- _Exercise brief_
Give every line of the rows below as a Markdown table with the columns "No." and "Line," skipping blank lines and leaving the pictures out.

[Start Input material]

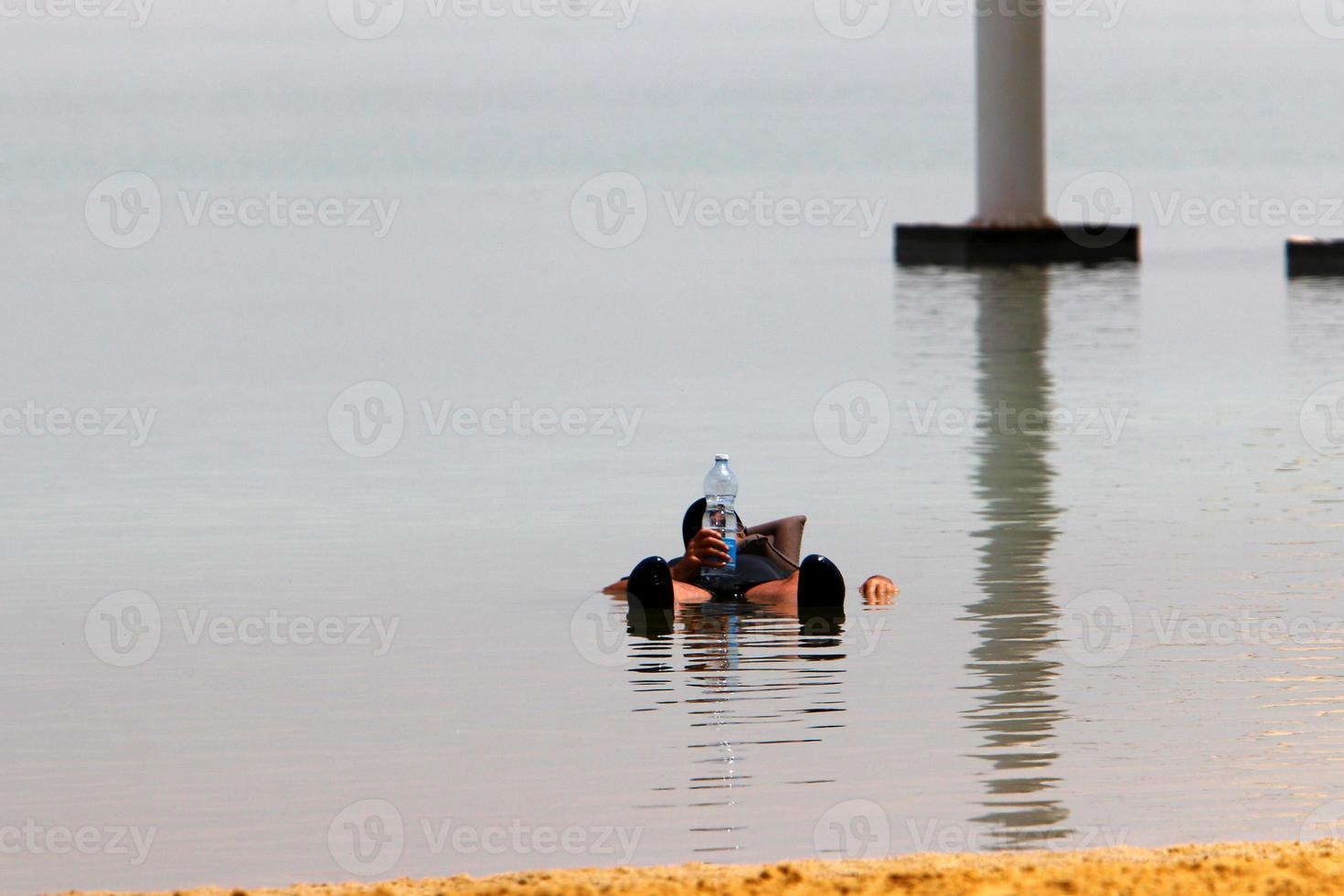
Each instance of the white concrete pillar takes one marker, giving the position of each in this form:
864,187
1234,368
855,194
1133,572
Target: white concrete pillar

[End Input material]

- _Expected output_
| No. | Line |
|---|---|
| 1 | Each instance of the white concrete pillar takes one marker, giving the position of each in this form: |
| 2 | 864,187 |
| 3 | 1234,368 |
| 4 | 855,194 |
| 5 | 1133,572 |
| 6 | Target: white concrete pillar |